_Texto em estudo_
-*-*-

Para ganhar um dinheiro extra, seus filhos ajudavam vendendo frutas nas ruas e lavando roupa. As crianças também tinham que freqüentar a escola, mas os três irmãos mais velhos de Joênia tiveram problemas lá e eventualmente a abandonaram, se tornando operários de construção.

"Havia muita discriminação contra os índios", e seus irmãos sentiram isso profundamente, ela lembrou. "Sempre lhe dizem que você fede, é preguiçoso, feio, estúpido ou chamam você de caboclo", uma palavra usada para descrever nativos que perderam sua identidade cultural e se misturaram com os camponeses comuns. "Eles se sentiram bloqueados e então recuaram."

Joênia, por outro lado, entregou-se imediatamente aos estudos, obtendo notas altas e conquistando prêmios acadêmicos e a atenção e apoio de alguns poucos professores solidários. Mas ela também sentiu o preconceito.

"Sua identidade está no seu rosto e no seu cabelo, você não pode negar", disse Joênia. "Eu era a única indígena na minha classe, então é claro que me sentia diferente. Além disso, nós tínhamos pouco dinheiro, o que significava que eu não tinha roupas apropriadas."

Quando Batista concluiu o colégio no início dos anos 90, presumia-se que ela se tornaria uma professora, a carreira habitual para mulheres indígenas instruídas. "Mas eu não queria ser professora", ela explicou. "Desde que eu era pequena, eu sempre fui rebelde, sempre arrumei encrenca, e achei que poderia contribuir mais do que trabalhando como professora."

-*-*-

[Dados de expressões referenciais]
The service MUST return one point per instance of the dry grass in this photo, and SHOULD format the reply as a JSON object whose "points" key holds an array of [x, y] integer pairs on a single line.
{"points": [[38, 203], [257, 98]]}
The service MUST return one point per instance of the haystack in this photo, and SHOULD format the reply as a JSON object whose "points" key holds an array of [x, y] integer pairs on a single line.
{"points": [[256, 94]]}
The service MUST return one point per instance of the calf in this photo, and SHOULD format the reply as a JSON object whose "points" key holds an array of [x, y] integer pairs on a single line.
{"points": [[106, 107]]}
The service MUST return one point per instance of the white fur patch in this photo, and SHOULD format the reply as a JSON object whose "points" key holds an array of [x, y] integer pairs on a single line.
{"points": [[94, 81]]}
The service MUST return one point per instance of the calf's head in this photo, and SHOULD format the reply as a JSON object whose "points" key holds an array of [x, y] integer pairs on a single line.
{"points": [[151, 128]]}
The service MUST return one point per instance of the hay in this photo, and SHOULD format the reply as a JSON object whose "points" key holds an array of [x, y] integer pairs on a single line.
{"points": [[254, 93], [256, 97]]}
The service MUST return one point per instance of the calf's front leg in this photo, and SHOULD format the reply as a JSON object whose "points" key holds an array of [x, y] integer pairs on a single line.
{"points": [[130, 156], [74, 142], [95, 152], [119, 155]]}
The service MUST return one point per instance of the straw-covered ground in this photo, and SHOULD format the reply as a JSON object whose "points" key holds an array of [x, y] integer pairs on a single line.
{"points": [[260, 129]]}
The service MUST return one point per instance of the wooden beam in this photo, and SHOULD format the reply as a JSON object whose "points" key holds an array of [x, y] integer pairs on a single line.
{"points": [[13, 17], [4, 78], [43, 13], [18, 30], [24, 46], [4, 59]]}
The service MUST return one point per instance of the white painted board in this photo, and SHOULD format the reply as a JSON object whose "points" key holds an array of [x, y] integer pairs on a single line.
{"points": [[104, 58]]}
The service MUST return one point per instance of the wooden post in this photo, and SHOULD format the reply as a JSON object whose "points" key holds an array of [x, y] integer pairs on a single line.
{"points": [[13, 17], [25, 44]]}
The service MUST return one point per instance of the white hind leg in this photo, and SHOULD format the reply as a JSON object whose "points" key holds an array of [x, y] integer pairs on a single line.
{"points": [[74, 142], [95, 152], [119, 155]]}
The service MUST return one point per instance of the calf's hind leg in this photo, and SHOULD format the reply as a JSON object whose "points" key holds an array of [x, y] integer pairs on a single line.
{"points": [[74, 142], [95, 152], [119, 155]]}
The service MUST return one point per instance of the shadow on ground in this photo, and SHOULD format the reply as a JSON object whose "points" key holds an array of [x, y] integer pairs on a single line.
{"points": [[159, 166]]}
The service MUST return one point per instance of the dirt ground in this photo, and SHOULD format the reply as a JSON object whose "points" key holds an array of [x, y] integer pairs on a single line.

-*-*-

_Tarefas pedidas_
a) Liste todas as ofensas que, segundo o trecho sobre Joênia, costumam ser ditas aos índios.
b) Reproduza do trecho sobre Joênia tudo o que vai de "Para ganhar um" até "operários de construção.".

_Lista de respostas_
a)
- que fede
- preguiçoso
- feio
- estúpido
- caboclo

b)
Para ganhar um dinheiro extra, seus filhos ajudavam vendendo frutas nas ruas e lavando roupa. As crianças também tinham que freqüentar a escola, mas os três irmãos mais velhos de Joênia tiveram problemas lá e eventualmente a abandonaram, se tornando operários de construção.